--- Begin Materials provided ---

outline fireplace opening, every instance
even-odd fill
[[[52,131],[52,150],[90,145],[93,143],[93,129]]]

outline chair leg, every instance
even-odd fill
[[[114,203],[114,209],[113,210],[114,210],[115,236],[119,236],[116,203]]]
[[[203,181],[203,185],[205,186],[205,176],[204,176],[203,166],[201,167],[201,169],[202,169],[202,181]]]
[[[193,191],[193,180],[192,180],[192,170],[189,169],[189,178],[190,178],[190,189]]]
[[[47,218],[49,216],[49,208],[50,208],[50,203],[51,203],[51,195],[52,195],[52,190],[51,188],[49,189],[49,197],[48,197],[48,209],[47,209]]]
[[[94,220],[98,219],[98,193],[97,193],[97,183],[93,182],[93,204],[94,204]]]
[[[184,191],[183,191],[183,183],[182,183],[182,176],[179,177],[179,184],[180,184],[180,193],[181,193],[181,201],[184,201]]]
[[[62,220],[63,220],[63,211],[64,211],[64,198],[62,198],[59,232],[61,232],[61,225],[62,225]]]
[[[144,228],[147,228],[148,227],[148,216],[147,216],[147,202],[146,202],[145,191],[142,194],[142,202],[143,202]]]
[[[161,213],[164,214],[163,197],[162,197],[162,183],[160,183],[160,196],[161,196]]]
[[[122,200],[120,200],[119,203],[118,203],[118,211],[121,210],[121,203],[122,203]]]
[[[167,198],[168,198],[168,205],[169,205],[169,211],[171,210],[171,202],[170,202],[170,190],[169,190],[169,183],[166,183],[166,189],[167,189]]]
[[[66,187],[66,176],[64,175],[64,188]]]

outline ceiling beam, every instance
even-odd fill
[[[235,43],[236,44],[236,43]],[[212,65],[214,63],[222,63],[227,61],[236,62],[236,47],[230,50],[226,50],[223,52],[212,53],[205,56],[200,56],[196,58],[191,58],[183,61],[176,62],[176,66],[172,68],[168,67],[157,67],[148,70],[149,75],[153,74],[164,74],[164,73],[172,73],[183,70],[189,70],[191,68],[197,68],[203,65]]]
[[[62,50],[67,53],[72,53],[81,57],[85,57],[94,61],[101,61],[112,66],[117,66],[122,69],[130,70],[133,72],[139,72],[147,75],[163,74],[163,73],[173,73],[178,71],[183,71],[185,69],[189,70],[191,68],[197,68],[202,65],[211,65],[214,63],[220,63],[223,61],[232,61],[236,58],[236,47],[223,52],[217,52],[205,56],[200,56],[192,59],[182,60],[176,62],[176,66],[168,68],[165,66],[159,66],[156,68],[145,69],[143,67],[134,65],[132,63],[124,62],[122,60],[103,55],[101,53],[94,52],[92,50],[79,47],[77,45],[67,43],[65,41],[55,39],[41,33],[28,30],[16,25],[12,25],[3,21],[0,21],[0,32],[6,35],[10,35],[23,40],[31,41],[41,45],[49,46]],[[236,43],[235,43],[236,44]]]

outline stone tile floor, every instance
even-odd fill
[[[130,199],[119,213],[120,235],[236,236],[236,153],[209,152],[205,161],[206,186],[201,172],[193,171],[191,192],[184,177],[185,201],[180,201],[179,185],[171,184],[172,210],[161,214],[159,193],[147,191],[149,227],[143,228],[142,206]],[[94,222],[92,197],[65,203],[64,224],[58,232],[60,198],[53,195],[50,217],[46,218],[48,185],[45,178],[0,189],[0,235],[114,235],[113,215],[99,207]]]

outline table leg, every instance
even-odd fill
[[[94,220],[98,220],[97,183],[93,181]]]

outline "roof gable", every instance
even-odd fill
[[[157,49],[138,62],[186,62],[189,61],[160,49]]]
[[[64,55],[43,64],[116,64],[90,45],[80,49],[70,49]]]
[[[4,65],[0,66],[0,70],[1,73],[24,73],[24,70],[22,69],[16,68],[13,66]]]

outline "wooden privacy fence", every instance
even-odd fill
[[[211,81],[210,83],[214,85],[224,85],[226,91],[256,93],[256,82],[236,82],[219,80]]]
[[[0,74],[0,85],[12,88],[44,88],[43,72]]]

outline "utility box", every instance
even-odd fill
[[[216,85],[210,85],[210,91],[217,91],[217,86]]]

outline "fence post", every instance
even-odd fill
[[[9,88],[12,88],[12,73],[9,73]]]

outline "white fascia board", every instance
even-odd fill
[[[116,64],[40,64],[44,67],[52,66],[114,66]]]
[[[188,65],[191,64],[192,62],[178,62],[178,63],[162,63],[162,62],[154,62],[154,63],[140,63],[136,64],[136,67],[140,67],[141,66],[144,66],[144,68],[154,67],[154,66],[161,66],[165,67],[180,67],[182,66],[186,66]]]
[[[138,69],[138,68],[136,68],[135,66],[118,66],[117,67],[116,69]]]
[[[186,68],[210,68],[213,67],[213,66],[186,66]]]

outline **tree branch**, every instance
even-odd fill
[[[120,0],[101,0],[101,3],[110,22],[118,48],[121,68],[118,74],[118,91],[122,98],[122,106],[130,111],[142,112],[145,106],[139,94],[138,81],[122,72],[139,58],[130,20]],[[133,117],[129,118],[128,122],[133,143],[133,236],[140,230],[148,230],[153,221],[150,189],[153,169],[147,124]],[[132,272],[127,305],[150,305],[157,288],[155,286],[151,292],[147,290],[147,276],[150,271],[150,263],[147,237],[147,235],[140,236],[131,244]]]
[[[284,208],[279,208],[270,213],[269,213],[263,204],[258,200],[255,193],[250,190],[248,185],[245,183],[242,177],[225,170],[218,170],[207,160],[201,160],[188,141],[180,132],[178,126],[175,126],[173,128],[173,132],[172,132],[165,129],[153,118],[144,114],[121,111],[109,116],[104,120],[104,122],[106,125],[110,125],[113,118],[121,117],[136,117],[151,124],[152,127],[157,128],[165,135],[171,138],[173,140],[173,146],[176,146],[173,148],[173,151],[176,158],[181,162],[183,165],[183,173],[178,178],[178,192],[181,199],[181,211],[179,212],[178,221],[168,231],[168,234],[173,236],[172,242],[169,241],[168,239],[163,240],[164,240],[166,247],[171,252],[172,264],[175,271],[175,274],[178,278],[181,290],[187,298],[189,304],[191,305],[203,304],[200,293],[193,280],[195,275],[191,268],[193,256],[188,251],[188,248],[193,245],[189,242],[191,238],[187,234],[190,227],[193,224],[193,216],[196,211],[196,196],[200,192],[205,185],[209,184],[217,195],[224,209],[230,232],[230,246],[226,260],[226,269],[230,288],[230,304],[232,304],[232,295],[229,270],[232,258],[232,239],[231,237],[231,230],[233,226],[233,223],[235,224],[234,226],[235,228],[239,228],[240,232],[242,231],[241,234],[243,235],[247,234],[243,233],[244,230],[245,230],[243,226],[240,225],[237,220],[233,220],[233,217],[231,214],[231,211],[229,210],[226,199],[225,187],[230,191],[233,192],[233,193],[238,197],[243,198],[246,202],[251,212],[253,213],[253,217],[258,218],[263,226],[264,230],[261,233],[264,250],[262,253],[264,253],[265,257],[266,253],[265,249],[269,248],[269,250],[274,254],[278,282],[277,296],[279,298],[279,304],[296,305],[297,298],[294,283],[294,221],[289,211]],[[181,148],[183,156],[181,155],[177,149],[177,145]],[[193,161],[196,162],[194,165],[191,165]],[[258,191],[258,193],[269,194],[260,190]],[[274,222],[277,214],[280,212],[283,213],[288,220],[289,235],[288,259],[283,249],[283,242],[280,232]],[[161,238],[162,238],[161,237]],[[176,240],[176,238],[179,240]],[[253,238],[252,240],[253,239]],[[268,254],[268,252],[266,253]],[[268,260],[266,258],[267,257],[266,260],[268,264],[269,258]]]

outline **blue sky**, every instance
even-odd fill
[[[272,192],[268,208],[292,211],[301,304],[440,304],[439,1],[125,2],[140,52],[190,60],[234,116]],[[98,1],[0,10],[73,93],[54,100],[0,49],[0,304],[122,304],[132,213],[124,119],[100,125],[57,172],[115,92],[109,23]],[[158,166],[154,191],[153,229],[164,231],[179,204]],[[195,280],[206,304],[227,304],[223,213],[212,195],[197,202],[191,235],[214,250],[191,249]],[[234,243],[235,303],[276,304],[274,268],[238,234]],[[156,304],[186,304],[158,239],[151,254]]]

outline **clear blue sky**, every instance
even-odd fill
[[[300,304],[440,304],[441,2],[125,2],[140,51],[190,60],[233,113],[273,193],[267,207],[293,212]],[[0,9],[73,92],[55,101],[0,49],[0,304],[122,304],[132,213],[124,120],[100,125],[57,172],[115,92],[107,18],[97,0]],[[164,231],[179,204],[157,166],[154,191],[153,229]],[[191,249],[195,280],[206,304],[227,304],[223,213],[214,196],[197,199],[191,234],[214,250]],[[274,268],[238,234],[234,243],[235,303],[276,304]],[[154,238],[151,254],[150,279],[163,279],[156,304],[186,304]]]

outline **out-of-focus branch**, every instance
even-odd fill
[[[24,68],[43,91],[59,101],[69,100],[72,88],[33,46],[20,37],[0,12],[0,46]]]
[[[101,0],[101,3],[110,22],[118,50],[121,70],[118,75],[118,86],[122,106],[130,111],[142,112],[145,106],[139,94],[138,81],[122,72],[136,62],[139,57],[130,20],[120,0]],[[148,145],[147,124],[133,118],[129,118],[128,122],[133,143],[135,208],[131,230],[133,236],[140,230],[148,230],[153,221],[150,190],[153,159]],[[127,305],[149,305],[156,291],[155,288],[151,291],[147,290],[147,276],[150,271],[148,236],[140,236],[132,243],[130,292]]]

--- End Materials provided ---

(Exercise objective): State how many of the lines above contain the string "fence". Reply with the number alone.

(Final result): 2